[Excerpt provided — start]

Having a miscarriage can be a very difficult and emotional time. Many women have experienced these losses as up to 20% of all pregnancies end in miscarriage. It is important to spend time with you health care provider discussing your miscarriage. We are there to be emotionally supportive, answer all your questions, provide information and help you understand your treatment options.
Most miscarriages occur during the first few months of pregnancy and, in fact, some women experience a miscarriage before they even know they’re pregnant. If you think you are experiencing a miscarriage, it’s important to seek medical care.
There are three different ways to manage and treat a miscarriage once it has been diagnosed.
For some women, the body recognizes there has been a pregnancy loss and naturally expels the tissue. Cramping, bleeding and passing clots is part of this process and can start at any time. The bleeding will most likely be heavier than a period and will last for 2-6 hours. Lighter bleeding may lasts 1-2 weeks and could stop and start a few times. You can manage intense cramping with pain medication and a heating pad.
The medication “misoprostol” will stimulate the uterus to pass the pregnancy tissue. To use this medicine, the patient places the misoprostol pills in her vagina outside the clinic setting.
There will heavy cramping and bleeding for about 2-6 hours after using the pills and the bleeding may be much heavier than a period. Lighter bleeding often lasts 1-2 weeks and may stop and start a few times. You can manage intense cramping with pain medication and a heating pad.
An Ob/Gyn doctor can do a minor surgical procedure that will remove the pregnancy tissue. This is done under anesthesia in an outpatient surgical center. The procedure is done by inserting a small instrument through the vagina and into uterus to remove the tissue. There will be light bleeding and cramping for 3-7 days and you may have mild to strong cramps after the procedure.
The decision as to which option is best for you will be made with you and your provider. All three options are safe, have very few complications, and will not affect future pregnancies.

[Excerpt provided — finish]
[Recorded data — start]

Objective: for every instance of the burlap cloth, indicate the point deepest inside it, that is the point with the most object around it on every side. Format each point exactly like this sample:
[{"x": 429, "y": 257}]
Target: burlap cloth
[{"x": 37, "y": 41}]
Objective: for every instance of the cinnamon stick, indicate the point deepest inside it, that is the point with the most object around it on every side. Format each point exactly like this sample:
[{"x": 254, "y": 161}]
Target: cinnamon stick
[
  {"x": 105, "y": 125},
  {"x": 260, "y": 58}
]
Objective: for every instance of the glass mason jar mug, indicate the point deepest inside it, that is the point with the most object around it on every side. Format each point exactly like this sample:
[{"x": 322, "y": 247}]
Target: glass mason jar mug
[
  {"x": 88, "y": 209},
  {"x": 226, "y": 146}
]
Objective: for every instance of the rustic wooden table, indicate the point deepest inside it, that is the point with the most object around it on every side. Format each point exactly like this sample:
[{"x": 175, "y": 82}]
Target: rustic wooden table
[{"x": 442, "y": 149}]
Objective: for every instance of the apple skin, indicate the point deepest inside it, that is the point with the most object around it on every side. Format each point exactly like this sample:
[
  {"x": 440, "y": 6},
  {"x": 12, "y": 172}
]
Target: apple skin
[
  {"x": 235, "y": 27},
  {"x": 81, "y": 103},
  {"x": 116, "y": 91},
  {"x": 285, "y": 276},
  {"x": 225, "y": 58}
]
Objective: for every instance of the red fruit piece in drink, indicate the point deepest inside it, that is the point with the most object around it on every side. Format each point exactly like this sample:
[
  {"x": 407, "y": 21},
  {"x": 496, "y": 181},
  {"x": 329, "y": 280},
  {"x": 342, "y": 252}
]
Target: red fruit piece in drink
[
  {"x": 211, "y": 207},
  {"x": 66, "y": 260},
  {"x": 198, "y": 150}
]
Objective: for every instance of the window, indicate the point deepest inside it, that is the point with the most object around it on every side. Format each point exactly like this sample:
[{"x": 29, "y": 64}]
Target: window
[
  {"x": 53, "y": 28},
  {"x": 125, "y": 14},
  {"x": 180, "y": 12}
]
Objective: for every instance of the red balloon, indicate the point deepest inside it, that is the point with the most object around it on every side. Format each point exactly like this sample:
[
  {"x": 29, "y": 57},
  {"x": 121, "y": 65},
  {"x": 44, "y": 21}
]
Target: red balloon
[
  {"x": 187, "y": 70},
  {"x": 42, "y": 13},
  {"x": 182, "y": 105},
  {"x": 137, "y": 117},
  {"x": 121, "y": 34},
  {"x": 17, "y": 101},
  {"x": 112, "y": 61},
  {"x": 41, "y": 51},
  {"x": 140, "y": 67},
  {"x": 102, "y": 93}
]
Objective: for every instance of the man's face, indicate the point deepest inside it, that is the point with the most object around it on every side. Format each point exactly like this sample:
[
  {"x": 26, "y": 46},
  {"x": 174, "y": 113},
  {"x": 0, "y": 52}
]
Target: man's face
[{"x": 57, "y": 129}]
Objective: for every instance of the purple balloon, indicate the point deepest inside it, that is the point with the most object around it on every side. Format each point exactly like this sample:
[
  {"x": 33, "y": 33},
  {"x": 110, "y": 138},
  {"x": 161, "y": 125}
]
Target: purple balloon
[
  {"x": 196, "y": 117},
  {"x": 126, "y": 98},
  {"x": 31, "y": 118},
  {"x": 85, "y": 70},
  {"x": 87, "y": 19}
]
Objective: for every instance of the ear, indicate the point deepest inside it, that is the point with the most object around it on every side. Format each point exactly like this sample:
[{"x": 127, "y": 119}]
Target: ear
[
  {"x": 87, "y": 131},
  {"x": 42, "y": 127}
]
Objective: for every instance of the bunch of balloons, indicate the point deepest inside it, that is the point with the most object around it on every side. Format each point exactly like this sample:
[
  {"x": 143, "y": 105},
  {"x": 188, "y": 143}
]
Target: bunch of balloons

[Recorded data — finish]

Reproduce the full text on miscarriage and its treatment options from the top of the page, word for word, without changing, omitting, or correcting anything.

Having a miscarriage can be a very difficult and emotional time. Many women have experienced these losses as up to 20% of all pregnancies end in miscarriage. It is important to spend time with you health care provider discussing your miscarriage. We are there to be emotionally supportive, answer all your questions, provide information and help you understand your treatment options.
Most miscarriages occur during the first few months of pregnancy and, in fact, some women experience a miscarriage before they even know they’re pregnant. If you think you are experiencing a miscarriage, it’s important to seek medical care.
There are three different ways to manage and treat a miscarriage once it has been diagnosed.
For some women, the body recognizes there has been a pregnancy loss and naturally expels the tissue. Cramping, bleeding and passing clots is part of this process and can start at any time. The bleeding will most likely be heavier than a period and will last for 2-6 hours. Lighter bleeding may lasts 1-2 weeks and could stop and start a few times. You can manage intense cramping with pain medication and a heating pad.
The medication “misoprostol” will stimulate the uterus to pass the pregnancy tissue. To use this medicine, the patient places the misoprostol pills in her vagina outside the clinic setting.
There will heavy cramping and bleeding for about 2-6 hours after using the pills and the bleeding may be much heavier than a period. Lighter bleeding often lasts 1-2 weeks and may stop and start a few times. You can manage intense cramping with pain medication and a heating pad.
An Ob/Gyn doctor can do a minor surgical procedure that will remove the pregnancy tissue. This is done under anesthesia in an outpatient surgical center. The procedure is done by inserting a small instrument through the vagina and into uterus to remove the tissue. There will be light bleeding and cramping for 3-7 days and you may have mild to strong cramps after the procedure.
The decision as to which option is best for you will be made with you and your provider. All three options are safe, have very few complications, and will not affect future pregnancies.